= Task goal =
Could you repeat the data below with "wooden" swapped for "metal" and nothing else changed?

= Stored data =
# # #

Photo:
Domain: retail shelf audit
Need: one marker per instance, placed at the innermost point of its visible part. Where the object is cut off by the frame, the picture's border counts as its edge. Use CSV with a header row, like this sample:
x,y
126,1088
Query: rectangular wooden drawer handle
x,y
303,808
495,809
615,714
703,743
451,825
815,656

# # #

= Written answer =
Photo:
Domain: retail shelf audit
Need: one marker per instance, placed at the innermost point of its visible part. Where the object is cut off by the frame, the picture's border counts as its edge. Use CSV with a header row, like this sample:
x,y
126,1088
Query: rectangular metal drawer handle
x,y
303,808
495,809
615,714
703,743
451,825
815,656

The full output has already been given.